━━━━━ TEXTE EXTRAIT

Les ramasseurs arrivaient très tôt le matin et plantaient un croc dans un des grands tas d’algues échouées sur la plage : cela signifiait que ce tas leur appartenait et que personne ne devait le prendre. Le ramassage commençait à l’extinction du phare des Glénan le matin et se terminait quand il se rallumait. Selon les marées, il
fallait faire vite et ramener le plus possible de goémon sur la dune (le palud). Cela faisait double travail car après on le rechargeait pour aller le déverser sur les champs.

Les crocs à goémon attachés à une corde étaient lancés dans l’eau pour ramener les algues flottantes à la limite de la surface à quelques mètres du bord. Toutes les espèces d’algues étaient emportées, on ne faisait pas de tri. Le goémon était étalé sur les champs, avant les labours, en général dans les parcelles où il était prévu de semer des betteraves ou de planter des pommes de terre.

Autres témoignages

Francine Le Cras (épouse Carduner) de Saint-Philibert raconte que le ramassage du goémon était un dur labeur lorsqu’en hiver, pour être les premiers servis, il fallait être de très bonne heure sur la plage.
Rémy Herlédan ajoute que c’était la chasse au goémon, tout le monde récupérait du goémon pour le jardin ou pour le brûler. Les ramasseurs allaient en caleçon long dans l’eau pour être les premiers sur le précieux butin. La concurrence était parfois rude pour être le premier à saisir et à baliser un secteur en y plantant une fourche. Pour garder son bien, il arrivait qu’on dorme sur le tas de goémon au risque de se faire piquer par un nouvel acquéreur !
Un jour, une règle a été mise en place précisant qu’il n’y avait pas le droit de récolter le goémon tant que le phare des Glénan n’était pas éteint. Une autre obligation a aussi été édictée : quand il y avait un mort dans le quartier, il était interdit d’aller au goémon pour que personne ne profite du désarroi de certains (la règle s’appelait brech). Cette sorte de trêve était une convention orale entre les gens et personne ne la transgressait.

━━━━━━━━━━
━━━━━ DONNÉES FOURNIES

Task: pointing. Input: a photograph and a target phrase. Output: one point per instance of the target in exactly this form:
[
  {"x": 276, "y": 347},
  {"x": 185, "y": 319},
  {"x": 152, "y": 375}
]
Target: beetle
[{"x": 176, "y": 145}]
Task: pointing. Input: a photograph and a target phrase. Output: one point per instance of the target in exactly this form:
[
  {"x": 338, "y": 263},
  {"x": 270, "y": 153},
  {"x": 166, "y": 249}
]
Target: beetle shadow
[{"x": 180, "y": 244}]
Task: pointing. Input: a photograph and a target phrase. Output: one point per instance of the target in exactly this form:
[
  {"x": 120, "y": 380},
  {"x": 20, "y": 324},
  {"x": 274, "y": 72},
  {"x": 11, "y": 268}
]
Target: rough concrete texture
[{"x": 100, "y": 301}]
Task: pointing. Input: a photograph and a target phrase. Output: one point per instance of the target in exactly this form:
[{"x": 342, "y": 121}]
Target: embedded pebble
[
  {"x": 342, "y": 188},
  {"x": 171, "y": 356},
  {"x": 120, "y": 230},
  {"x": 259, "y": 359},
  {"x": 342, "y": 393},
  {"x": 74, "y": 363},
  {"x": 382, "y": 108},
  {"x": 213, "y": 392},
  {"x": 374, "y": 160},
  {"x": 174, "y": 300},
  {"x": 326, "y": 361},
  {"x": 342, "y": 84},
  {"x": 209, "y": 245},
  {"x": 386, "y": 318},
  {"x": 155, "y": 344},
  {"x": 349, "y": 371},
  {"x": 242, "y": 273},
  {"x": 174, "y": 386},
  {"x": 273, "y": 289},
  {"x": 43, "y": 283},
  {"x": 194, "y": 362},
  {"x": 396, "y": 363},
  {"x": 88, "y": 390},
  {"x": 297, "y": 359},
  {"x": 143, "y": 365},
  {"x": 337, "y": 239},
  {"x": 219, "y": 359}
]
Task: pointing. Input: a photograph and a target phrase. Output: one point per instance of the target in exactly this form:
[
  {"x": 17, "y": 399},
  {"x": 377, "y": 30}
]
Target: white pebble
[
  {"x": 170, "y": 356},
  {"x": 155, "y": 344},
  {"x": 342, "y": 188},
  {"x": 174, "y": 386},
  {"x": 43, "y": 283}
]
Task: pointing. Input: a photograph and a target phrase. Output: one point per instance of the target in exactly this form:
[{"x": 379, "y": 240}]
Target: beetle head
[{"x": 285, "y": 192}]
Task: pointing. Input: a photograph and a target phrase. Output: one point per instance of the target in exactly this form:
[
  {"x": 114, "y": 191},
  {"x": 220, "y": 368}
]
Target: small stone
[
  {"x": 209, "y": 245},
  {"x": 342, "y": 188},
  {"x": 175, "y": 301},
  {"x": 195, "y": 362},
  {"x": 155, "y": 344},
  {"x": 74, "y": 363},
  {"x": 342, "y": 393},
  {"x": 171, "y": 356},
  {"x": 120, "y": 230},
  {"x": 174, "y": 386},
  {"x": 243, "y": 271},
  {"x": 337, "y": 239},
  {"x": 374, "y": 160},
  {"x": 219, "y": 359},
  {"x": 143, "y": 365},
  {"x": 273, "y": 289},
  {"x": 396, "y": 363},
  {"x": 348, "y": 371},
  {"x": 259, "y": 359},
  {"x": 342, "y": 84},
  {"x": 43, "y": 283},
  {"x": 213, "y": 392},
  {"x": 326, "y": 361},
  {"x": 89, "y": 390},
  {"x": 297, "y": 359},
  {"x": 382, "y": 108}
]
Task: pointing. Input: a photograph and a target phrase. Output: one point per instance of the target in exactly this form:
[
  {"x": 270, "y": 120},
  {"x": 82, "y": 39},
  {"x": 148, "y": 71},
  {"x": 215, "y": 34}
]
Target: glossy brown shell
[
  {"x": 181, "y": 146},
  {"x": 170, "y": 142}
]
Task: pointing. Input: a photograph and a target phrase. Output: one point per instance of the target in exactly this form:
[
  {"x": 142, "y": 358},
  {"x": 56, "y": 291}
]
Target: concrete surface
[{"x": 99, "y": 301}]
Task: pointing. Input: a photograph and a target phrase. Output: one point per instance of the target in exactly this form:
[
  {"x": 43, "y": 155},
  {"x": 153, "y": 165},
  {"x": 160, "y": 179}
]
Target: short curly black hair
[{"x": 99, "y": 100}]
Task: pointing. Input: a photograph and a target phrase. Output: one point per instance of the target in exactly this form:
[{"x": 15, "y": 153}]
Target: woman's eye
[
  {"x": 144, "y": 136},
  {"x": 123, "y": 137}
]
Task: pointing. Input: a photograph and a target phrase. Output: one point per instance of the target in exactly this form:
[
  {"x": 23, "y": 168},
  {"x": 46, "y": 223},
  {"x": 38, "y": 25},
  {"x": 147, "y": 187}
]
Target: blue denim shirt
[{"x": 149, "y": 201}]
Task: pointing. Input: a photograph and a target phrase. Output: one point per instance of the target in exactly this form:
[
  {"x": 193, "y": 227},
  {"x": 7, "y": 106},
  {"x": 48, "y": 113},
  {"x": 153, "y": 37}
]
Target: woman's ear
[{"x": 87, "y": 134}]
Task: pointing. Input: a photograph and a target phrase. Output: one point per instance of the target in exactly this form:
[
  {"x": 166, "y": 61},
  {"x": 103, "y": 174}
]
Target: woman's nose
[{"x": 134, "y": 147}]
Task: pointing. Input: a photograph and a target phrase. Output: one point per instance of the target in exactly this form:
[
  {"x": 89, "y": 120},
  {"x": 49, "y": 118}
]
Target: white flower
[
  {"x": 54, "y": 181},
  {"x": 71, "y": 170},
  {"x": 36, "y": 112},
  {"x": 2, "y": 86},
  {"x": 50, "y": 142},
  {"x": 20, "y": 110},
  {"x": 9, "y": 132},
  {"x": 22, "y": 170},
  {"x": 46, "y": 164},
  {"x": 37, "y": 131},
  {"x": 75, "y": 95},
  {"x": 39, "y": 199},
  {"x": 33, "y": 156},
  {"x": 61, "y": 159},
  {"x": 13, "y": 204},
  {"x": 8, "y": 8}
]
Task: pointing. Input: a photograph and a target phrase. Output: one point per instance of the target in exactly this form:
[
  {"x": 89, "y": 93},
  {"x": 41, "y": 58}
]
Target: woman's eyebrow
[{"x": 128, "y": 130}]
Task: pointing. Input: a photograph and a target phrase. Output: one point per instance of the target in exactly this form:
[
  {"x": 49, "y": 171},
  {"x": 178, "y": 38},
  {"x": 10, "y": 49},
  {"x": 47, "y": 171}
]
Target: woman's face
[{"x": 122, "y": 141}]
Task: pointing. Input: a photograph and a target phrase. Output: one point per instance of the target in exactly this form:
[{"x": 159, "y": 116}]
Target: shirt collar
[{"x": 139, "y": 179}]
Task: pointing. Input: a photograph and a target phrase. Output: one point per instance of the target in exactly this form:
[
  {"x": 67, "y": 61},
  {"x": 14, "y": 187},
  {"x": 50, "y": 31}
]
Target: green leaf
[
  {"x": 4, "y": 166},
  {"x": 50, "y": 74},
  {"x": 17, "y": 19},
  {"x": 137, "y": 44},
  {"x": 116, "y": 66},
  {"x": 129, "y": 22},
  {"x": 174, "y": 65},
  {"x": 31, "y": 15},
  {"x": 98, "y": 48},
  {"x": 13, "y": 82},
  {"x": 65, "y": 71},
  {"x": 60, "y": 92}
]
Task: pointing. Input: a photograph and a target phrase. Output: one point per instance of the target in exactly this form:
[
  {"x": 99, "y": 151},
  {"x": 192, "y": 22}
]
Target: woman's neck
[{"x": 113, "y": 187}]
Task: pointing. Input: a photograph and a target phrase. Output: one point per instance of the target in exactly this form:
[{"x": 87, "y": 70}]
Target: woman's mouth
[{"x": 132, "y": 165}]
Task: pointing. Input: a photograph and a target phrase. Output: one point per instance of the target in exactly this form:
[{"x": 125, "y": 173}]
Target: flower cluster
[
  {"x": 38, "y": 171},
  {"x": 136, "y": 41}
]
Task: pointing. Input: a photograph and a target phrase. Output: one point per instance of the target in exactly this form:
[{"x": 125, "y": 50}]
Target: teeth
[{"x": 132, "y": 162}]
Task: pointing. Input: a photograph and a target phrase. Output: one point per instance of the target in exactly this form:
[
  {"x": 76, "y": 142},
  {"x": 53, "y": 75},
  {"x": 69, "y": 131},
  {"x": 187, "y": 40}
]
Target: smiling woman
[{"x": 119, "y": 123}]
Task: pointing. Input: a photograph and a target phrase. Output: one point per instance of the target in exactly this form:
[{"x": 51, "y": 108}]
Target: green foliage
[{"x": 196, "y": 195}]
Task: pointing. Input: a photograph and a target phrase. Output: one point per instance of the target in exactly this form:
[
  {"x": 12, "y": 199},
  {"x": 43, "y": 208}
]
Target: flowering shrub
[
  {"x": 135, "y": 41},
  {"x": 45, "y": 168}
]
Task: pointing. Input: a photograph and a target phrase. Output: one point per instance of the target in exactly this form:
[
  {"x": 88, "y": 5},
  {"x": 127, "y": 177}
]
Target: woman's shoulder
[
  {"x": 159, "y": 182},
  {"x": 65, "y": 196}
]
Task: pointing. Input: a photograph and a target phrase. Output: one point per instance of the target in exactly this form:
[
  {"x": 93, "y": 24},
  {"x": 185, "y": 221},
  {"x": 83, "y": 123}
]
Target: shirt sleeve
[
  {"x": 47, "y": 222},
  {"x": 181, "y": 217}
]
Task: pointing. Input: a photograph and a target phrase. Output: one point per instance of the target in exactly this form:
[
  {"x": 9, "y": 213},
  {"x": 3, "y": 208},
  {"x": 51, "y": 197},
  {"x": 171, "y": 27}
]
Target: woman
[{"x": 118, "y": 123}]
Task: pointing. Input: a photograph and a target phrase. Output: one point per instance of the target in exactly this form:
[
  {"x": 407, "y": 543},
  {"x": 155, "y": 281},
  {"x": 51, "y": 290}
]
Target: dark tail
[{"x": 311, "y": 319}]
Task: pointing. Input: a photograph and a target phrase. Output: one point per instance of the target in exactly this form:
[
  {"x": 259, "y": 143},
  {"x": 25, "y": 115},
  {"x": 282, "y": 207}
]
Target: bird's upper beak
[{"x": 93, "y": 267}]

━━━━━━━━━━

> EXERCICE À TRAITER: Pouvez-vous recopier mot pour mot le passage du texte sur le ramassage du goémon qui va de « Les ramasseurs arrivaient » à « pommes de terre. » ?

> EXERCICE CORRIGÉ:
Les ramasseurs arrivaient très tôt le matin et plantaient un croc dans un des grands tas d’algues échouées sur la plage : cela signifiait que ce tas leur appartenait et que personne ne devait le prendre. Le ramassage commençait à l’extinction du phare des Glénan le matin et se terminait quand il se rallumait. Selon les marées, il
fallait faire vite et ramener le plus possible de goémon sur la dune (le palud). Cela faisait double travail car après on le rechargeait pour aller le déverser sur les champs.

Les crocs à goémon attachés à une corde étaient lancés dans l’eau pour ramener les algues flottantes à la limite de la surface à quelques mètres du bord. Toutes les espèces d’algues étaient emportées, on ne faisait pas de tri. Le goémon était étalé sur les champs, avant les labours, en général dans les parcelles où il était prévu de semer des betteraves ou de planter des pommes de terre.